> **Work to be completed**
The material below should be written out in full and exactly; pictures stay out of the copy.

§ §

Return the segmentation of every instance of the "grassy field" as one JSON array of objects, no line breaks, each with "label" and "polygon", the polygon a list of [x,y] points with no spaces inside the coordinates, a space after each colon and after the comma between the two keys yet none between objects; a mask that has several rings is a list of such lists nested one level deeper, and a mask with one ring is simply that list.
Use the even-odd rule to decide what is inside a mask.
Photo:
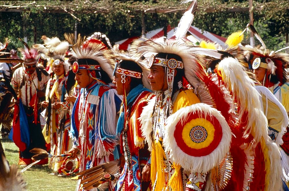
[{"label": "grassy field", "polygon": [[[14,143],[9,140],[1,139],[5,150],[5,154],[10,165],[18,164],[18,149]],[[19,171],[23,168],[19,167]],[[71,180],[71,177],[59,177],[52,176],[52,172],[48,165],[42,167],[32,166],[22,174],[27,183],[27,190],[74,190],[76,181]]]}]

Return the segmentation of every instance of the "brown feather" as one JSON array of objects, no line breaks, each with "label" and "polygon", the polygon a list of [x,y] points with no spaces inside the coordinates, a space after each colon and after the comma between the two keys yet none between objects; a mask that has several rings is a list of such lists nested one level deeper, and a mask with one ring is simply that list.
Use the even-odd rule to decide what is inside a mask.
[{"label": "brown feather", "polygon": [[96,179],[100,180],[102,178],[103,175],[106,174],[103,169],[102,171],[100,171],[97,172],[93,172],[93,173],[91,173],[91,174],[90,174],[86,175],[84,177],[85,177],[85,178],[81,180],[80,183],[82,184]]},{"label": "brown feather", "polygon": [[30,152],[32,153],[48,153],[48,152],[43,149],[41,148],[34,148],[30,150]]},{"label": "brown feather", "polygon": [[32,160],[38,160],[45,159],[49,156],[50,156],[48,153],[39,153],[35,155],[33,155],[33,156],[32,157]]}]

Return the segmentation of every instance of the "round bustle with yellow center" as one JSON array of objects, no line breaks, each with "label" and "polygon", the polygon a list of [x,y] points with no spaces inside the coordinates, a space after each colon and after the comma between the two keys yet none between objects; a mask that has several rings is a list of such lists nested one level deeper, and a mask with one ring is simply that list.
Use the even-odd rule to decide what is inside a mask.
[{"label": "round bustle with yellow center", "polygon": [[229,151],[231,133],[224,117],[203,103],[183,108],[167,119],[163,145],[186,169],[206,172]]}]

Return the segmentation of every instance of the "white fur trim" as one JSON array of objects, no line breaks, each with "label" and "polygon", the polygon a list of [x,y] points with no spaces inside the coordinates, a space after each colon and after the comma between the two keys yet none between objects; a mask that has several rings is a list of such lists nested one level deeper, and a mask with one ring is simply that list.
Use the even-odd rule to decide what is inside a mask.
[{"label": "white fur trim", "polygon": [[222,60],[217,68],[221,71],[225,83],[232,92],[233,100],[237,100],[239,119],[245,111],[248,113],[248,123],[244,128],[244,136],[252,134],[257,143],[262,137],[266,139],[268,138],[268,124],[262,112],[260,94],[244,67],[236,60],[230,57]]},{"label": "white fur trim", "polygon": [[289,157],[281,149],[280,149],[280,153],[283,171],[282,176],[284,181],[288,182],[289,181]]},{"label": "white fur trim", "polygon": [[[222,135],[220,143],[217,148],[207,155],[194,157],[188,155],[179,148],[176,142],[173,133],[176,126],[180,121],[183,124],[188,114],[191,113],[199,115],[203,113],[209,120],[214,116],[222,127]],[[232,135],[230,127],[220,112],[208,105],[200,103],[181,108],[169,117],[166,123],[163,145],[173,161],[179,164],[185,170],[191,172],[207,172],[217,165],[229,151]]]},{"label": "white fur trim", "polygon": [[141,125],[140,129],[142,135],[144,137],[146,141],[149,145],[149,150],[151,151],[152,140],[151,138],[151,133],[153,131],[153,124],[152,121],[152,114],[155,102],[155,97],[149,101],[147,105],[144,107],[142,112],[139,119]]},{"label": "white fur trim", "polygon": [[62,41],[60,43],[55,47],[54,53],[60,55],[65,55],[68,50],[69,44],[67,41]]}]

§ §

> **Final result**
Return the segmentation of every instance of the "grassy field" as one JSON array of objects, no line breaks, each with "label" and "polygon", the polygon a list of [x,y] points with no spaces inside the coordinates, a space after each colon and after the comma between the two keys yet none between objects; a mask that has several rings is a list of such lists nested one level deeper, and a mask with one ring is simply that list.
Use the even-odd rule to decide what is inside a mask.
Photo:
[{"label": "grassy field", "polygon": [[[14,143],[9,140],[1,139],[5,150],[5,154],[10,165],[18,164],[18,149]],[[19,171],[23,168],[19,167]],[[71,180],[71,177],[59,177],[52,176],[52,172],[48,165],[42,167],[32,166],[22,174],[27,183],[27,190],[74,190],[76,181]]]}]

Return the segmentation of every instance of the "brown feather" as one JSON array of objects, no line breaks, each with "label" and "polygon", the polygon a list of [x,y] points with no spaces inside the coordinates, a space after each colon and after the comma between the two keys yet none between objects; a mask that has several rings is a list of such lists nested one level deeper, and a mask with one ring is simply that list.
Use the even-odd rule to decide what is inside a mask.
[{"label": "brown feather", "polygon": [[96,179],[100,180],[102,178],[103,175],[106,174],[103,169],[102,171],[100,171],[97,172],[93,172],[93,173],[91,173],[91,174],[90,174],[86,175],[84,177],[85,177],[85,178],[81,180],[80,183],[82,184]]},{"label": "brown feather", "polygon": [[30,152],[32,153],[48,153],[48,152],[43,149],[41,148],[34,148],[30,150]]},{"label": "brown feather", "polygon": [[32,160],[38,160],[45,159],[49,156],[50,156],[48,153],[39,153],[35,155],[33,155],[33,156],[32,157]]}]

Return the segmentation of every instance of the "round bustle with yellow center" as one JSON array of objects, no line breaks, each with "label" and "polygon", the polygon a list of [x,y] points with no spaces inside the coordinates, a space after each colon and after the comma between the two keys yet none between objects; a mask that has several rings is a list of such lists nested one level deeper, and a mask with one ring is simply that list.
Use the even-odd rule to decide what is inside a mask.
[{"label": "round bustle with yellow center", "polygon": [[229,151],[231,133],[224,117],[203,103],[183,108],[167,119],[163,145],[186,169],[206,172]]}]

Return the segmentation of every instance of the "white fur trim" as one JSON array of objects, no line breaks, each with "label" and "polygon", the polygon a list of [x,y] points with no spaces inside the coordinates, a space after each colon and after the comma between the two keys yet none between objects; a mask that has several rings is a list of such lists nested one level deeper, and a mask with one ring is simply that list.
Use the even-odd rule to decide what is inside a mask.
[{"label": "white fur trim", "polygon": [[222,60],[217,68],[221,71],[225,83],[232,92],[233,100],[237,100],[239,119],[245,111],[248,113],[248,123],[244,128],[244,136],[252,134],[257,143],[262,137],[266,139],[268,138],[268,124],[262,112],[260,94],[244,67],[236,60],[230,57]]},{"label": "white fur trim", "polygon": [[289,157],[281,149],[280,149],[280,153],[283,171],[282,176],[284,181],[288,182],[289,181]]},{"label": "white fur trim", "polygon": [[[222,135],[220,143],[217,148],[207,155],[194,157],[188,155],[179,148],[176,142],[173,133],[176,126],[180,121],[183,124],[188,114],[191,113],[199,115],[203,113],[209,120],[214,116],[222,127]],[[232,135],[230,127],[220,112],[208,105],[200,103],[181,108],[169,117],[166,123],[163,145],[173,161],[179,164],[185,170],[191,172],[207,172],[217,165],[229,151]]]},{"label": "white fur trim", "polygon": [[141,125],[140,129],[142,135],[144,137],[146,141],[149,145],[149,150],[151,151],[152,140],[151,138],[151,133],[153,131],[153,124],[152,121],[152,114],[155,102],[155,97],[149,101],[147,105],[144,107],[142,112],[139,119]]},{"label": "white fur trim", "polygon": [[62,41],[60,43],[55,47],[54,53],[60,55],[65,55],[68,50],[69,44],[67,41]]}]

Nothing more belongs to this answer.